-- START OF Dataset rows --
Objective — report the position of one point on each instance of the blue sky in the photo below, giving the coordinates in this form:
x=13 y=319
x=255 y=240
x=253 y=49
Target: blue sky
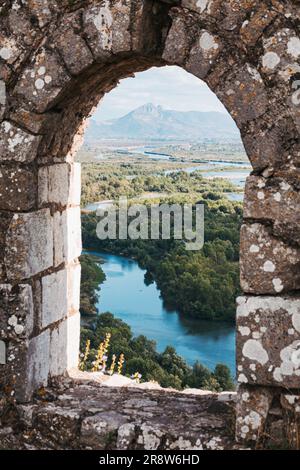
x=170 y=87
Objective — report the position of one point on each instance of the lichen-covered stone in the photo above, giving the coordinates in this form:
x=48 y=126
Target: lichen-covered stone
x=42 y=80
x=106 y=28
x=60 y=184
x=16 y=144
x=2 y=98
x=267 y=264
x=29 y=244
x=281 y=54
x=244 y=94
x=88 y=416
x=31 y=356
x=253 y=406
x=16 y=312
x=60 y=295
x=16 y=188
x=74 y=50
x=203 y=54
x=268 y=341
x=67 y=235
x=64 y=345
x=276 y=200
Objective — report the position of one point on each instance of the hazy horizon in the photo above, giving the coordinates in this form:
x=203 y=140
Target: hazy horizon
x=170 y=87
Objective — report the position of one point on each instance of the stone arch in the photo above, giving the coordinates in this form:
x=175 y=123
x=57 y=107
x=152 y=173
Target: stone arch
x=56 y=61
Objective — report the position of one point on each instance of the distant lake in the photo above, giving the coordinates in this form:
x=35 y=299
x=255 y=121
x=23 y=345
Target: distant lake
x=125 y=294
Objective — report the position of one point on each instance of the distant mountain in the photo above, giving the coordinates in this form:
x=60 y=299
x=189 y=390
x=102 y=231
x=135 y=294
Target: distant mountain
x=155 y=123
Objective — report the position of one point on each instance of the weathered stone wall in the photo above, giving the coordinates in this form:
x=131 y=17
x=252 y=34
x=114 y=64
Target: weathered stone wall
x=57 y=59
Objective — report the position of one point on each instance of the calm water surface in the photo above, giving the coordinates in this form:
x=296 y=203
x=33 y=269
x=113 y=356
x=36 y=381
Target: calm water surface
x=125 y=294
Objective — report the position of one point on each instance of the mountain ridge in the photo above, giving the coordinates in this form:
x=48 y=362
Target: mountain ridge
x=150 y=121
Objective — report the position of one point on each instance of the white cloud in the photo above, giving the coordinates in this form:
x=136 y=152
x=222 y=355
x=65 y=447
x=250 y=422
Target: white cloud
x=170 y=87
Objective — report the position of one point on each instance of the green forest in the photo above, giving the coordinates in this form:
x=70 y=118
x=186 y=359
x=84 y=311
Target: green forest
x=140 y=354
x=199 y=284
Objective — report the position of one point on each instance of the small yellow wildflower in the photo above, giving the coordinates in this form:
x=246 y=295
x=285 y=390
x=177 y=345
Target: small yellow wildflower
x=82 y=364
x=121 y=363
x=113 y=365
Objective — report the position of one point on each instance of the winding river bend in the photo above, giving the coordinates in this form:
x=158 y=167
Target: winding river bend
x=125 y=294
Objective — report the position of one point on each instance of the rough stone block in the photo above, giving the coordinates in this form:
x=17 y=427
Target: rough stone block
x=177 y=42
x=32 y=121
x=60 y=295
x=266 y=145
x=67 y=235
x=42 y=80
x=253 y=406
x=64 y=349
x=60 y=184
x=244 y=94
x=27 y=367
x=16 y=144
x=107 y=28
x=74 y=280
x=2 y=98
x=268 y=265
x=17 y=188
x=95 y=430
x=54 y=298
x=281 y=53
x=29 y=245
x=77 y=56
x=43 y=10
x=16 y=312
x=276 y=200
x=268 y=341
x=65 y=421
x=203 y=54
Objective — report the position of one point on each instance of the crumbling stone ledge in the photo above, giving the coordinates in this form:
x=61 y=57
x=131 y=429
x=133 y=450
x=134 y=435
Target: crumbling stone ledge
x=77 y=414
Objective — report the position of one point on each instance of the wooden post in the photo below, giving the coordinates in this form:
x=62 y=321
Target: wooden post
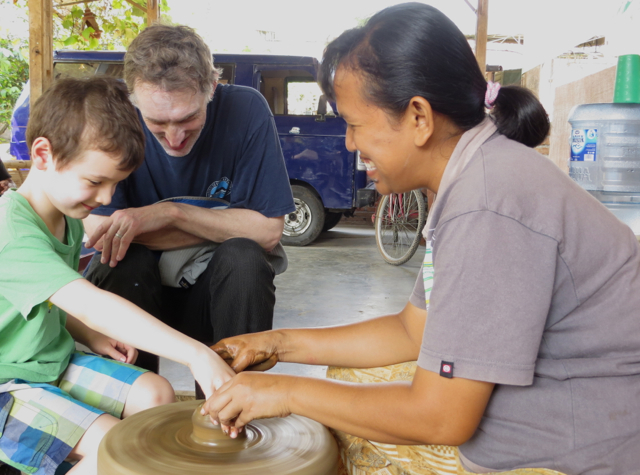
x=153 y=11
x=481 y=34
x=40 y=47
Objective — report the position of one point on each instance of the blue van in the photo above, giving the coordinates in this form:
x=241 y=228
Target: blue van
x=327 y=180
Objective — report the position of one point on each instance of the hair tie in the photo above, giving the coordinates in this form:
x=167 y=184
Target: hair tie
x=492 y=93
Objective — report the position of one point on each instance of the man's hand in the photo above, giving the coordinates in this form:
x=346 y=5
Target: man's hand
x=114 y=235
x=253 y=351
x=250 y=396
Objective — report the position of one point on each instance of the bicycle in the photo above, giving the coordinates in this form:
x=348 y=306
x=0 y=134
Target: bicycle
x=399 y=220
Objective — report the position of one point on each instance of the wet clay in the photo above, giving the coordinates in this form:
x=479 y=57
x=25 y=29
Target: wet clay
-- END OF Dataset rows --
Could you write out every one of the records above word for word, leaving the pictures out of your answer?

Objective — report the position of one point on each instance of the blue sky in the photo below, giving the coordinates in this form:
x=13 y=319
x=255 y=240
x=253 y=49
Target: blue sky
x=170 y=87
Objective — report the position of one point on each instance of the lichen-covered stone in the photo above, giving the coordinates in this form:
x=48 y=126
Target: lichen-covered stone
x=42 y=80
x=106 y=28
x=60 y=184
x=16 y=144
x=2 y=98
x=267 y=264
x=29 y=244
x=281 y=54
x=244 y=94
x=88 y=416
x=31 y=356
x=253 y=406
x=16 y=312
x=60 y=295
x=16 y=188
x=74 y=50
x=203 y=54
x=268 y=341
x=67 y=235
x=64 y=345
x=276 y=200
Objective — report the position of one point on each instance of the hazy horizon in the photo above, giving the coordinates in this form:
x=203 y=140
Target: hazy horizon
x=170 y=87
Objective — report the position of one point on each instance of the stone arch in the photo above, giving the coordinates in this form:
x=175 y=123
x=57 y=107
x=152 y=173
Target: stone arch
x=56 y=61
Objective — report the position of one point on each instance of the distant lake in the photo above, giving the coordinates in this form:
x=35 y=299
x=255 y=121
x=23 y=345
Target: distant lake
x=125 y=294
Objective — report the position of one point on each instance of the distant mountain in the photo above, giving the coordinates in this form:
x=60 y=299
x=189 y=390
x=102 y=231
x=135 y=294
Target: distant mountain
x=155 y=123
Objective — report the position of one point on each instance of the weathered stone wall in the photo above, giving the coordinates in this form:
x=131 y=17
x=252 y=34
x=114 y=64
Target: weathered stone wall
x=57 y=59
Objective — report the position of one point on each instance of the calm water surface in the photo above, giving the coordinates in this form:
x=296 y=203
x=33 y=269
x=113 y=356
x=36 y=381
Target: calm water surface
x=125 y=294
Objective — report the position of one point on each instance of the mountain ridge in the photo above, giving the coordinates in this form:
x=48 y=362
Target: mountain ridge
x=150 y=121
Objective — report the position of one point on each instance of the white cloud in the photo above, giving the coordinates in this form:
x=136 y=152
x=222 y=355
x=65 y=447
x=250 y=422
Target: white cloud
x=170 y=87
Objective — report the position of one point on each instance of the green forest in the photo above, giving the coordinates in this form:
x=70 y=118
x=186 y=359
x=84 y=311
Target: green forest
x=140 y=354
x=199 y=284
Objective — report the position of one point on each instance of the small yellow wildflower in the photo above, giving the coordinates in this form:
x=246 y=295
x=285 y=390
x=177 y=345
Target: small yellow wildflower
x=82 y=364
x=121 y=363
x=113 y=365
Objective — report the position of one point on each instance of the winding river bend in the photo above, giving the coordinates in this form:
x=158 y=167
Target: winding river bend
x=125 y=294
Objective — report the position of one point on each instance of the rough stone block in the photo above, giving the coordinates in this form:
x=17 y=427
Target: rough stone block
x=177 y=42
x=32 y=121
x=60 y=295
x=266 y=145
x=67 y=235
x=42 y=80
x=253 y=406
x=64 y=349
x=60 y=184
x=244 y=94
x=27 y=367
x=16 y=144
x=107 y=28
x=74 y=280
x=2 y=98
x=268 y=265
x=17 y=188
x=95 y=430
x=54 y=298
x=281 y=53
x=29 y=245
x=77 y=56
x=43 y=10
x=16 y=312
x=276 y=200
x=268 y=341
x=65 y=421
x=203 y=54
Objective — report the position of one point on each instance of the crumbling stone ledge in the photo above, giving the coordinates in this form:
x=61 y=57
x=131 y=429
x=133 y=450
x=134 y=435
Target: crumbling stone ledge
x=77 y=414
Objective — report the position of one point on each instance of the wooden post in the photo below, giving the coordinates in this form:
x=62 y=321
Target: wooden post
x=153 y=11
x=481 y=34
x=40 y=47
Objective — report the position of one point on each instance of the blue van in the photo above, giving the coordinates in this form:
x=241 y=228
Target: blue van
x=327 y=180
Objective — report the position of one point on each instance of the hair tie in the photo above, giving the coordinates in this form:
x=167 y=184
Target: hair tie
x=492 y=93
Objective — report the position of one point on each instance of the man's hand in the photo above, giving the coordinates in this form:
x=346 y=5
Target: man's hand
x=114 y=235
x=253 y=351
x=250 y=396
Objective — report the position of one point on each instance of the bicycle in the photo above, giving the coordinates in this form:
x=348 y=306
x=0 y=134
Target: bicycle
x=399 y=220
Objective — report the position of one point on each instance of the wet clay in the photo above, giving the coordinates in this form:
x=479 y=57
x=25 y=29
Target: wet clay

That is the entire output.